◆ **WHAT IS BEING ASKED**
Revise the data below by replacing every occurrence of "one dot per instance" with "one point per instance" and leaving all other text as it is. Leave the pictures out of your answer.

◆ **PROVIDED ENTRIES**

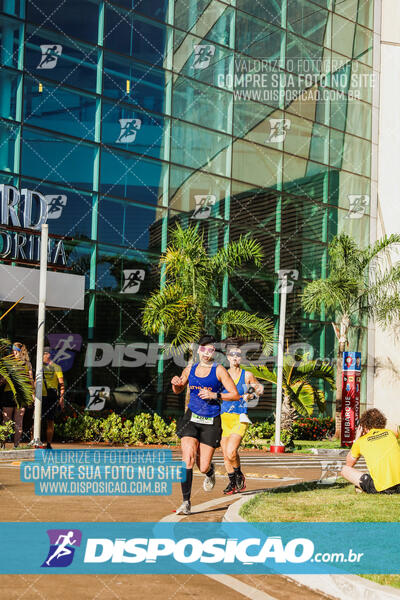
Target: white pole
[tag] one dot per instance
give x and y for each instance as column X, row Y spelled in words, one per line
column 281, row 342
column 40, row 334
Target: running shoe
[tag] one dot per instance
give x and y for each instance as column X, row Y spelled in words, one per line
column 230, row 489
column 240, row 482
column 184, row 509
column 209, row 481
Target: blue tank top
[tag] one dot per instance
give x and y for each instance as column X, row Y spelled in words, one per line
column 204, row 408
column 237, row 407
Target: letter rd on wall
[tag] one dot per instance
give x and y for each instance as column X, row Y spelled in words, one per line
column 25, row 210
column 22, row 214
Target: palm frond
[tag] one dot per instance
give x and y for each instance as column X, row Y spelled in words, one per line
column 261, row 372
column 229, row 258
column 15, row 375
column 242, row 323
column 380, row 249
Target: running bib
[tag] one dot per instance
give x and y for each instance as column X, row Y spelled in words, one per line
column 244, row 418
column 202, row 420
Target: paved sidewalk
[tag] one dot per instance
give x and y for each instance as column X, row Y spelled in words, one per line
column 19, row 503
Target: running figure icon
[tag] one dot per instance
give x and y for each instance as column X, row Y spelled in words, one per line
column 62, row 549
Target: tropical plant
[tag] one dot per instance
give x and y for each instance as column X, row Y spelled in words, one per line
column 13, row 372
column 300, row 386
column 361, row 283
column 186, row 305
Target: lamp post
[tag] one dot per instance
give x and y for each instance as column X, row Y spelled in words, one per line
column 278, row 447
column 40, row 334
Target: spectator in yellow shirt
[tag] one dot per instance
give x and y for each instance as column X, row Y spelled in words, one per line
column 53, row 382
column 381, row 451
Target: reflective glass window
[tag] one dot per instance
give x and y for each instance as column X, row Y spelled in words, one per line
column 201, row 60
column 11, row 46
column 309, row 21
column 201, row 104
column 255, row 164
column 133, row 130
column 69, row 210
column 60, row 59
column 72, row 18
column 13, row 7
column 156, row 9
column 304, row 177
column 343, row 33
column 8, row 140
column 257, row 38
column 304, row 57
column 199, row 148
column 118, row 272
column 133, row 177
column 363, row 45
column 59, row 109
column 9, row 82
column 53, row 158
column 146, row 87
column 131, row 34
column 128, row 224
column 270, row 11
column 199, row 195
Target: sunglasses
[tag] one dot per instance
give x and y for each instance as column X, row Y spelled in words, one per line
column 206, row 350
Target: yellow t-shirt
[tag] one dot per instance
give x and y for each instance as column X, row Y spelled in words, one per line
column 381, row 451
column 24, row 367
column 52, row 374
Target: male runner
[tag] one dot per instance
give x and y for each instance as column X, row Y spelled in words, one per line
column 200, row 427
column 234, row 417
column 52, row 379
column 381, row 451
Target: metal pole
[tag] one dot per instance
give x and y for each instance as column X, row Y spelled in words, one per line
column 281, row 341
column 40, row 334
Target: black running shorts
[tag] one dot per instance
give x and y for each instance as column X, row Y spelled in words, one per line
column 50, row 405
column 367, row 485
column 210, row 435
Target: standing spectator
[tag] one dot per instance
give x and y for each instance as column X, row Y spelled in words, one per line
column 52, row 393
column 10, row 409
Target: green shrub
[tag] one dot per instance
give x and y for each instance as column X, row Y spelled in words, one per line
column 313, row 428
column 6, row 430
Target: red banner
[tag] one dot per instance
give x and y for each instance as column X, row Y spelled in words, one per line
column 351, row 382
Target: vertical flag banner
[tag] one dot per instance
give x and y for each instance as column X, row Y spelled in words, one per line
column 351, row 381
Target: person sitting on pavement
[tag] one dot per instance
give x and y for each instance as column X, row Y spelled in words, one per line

◆ **REPLY TO THE EXERCISE**
Target: white pole
[tag] one point per instance
give x and y for each instance as column X, row Y spelled in words, one per line
column 281, row 342
column 40, row 334
Target: running shoe
[tag] one point per instance
give x and y for each instance as column X, row Y spelled in words, one per line
column 230, row 489
column 240, row 482
column 184, row 509
column 209, row 481
Target: blue tank top
[tag] one point per instance
give x and y for each instance as column X, row Y spelled in words, one per line
column 204, row 408
column 237, row 407
Target: letter rd on wall
[tag] one point per instance
give x and y for each instance as column X, row Y spelled in words, one per line
column 25, row 210
column 22, row 214
Target: palm frond
[tag] one point per instance
give x and y for each instance as column X, row Y spelled in words, one per line
column 261, row 372
column 229, row 258
column 15, row 375
column 242, row 323
column 380, row 249
Target: running bib
[tag] one point per instance
give x and y for each instance as column X, row Y spelled in words, one per line
column 244, row 418
column 202, row 420
Target: paved sidewalk
[tag] one point per instance
give x and y for each instance as column X, row Y spelled in words, one per line
column 19, row 503
Target: running figure icon
[tag] one point per instance
give x and y for each instance as column X, row Y spelled in words, one per line
column 62, row 549
Target: tropical plant
[tag] one point per instance
give x and y for each instance as column X, row Y spelled in words, one per line
column 13, row 372
column 300, row 386
column 361, row 283
column 186, row 305
Target: lamp post
[tag] one point per instance
give x and y for each instance as column X, row Y spelled in words, one per line
column 278, row 447
column 40, row 334
Target: spectator in yellow shirt
[tag] one point per instance
give x and y for each instance as column X, row Y spelled in words, one per line
column 53, row 382
column 381, row 451
Target: reflective glass window
[tag] one point per instance
give x and y for each instance as column X, row Y spelled in words, one per line
column 201, row 60
column 11, row 46
column 309, row 21
column 201, row 104
column 255, row 164
column 133, row 130
column 69, row 210
column 60, row 59
column 72, row 18
column 13, row 7
column 156, row 9
column 304, row 177
column 343, row 33
column 8, row 140
column 257, row 38
column 304, row 57
column 199, row 148
column 118, row 272
column 133, row 177
column 363, row 45
column 59, row 109
column 9, row 82
column 53, row 158
column 146, row 87
column 131, row 34
column 128, row 224
column 270, row 11
column 199, row 195
Target: sunglasses
[tag] one point per instance
give x and y for each instance as column X, row Y spelled in words, one per line
column 206, row 350
Target: yellow t-shirt
[tag] one point per instance
give x and y for each instance as column X, row Y spelled in words, one per line
column 381, row 451
column 24, row 367
column 52, row 374
Target: male runner
[tag] one point per instance
give x and y for each instance as column X, row Y spelled in words, one per line
column 200, row 427
column 234, row 417
column 52, row 379
column 381, row 451
Target: metal pole
[tag] one point per instance
give x and y for each instance as column X, row Y spelled in words, one per line
column 281, row 341
column 40, row 334
Target: black running shorts
[tag] one point per instance
give x and y for each instance as column X, row Y spelled in words, one per line
column 50, row 405
column 367, row 485
column 210, row 435
Target: standing spectator
[tag] one point per instance
give x and y for each instance as column X, row Y spelled in words, one per line
column 52, row 393
column 10, row 409
Target: green shrub
[tag] one point per instance
give x and y for each instance as column X, row Y spelled in words, one per line
column 313, row 428
column 6, row 430
Target: red banner
[tag] one point per instance
give x and y for each instance as column X, row Y spelled in words, one per line
column 351, row 382
Target: vertical flag banner
[tag] one point per instance
give x and y for each instance as column X, row Y spelled in words, one per line
column 351, row 381
Target: person sitting on pavement
[tag] one point per instance
give x and y for each instance as column X, row Y spelled in words, one per line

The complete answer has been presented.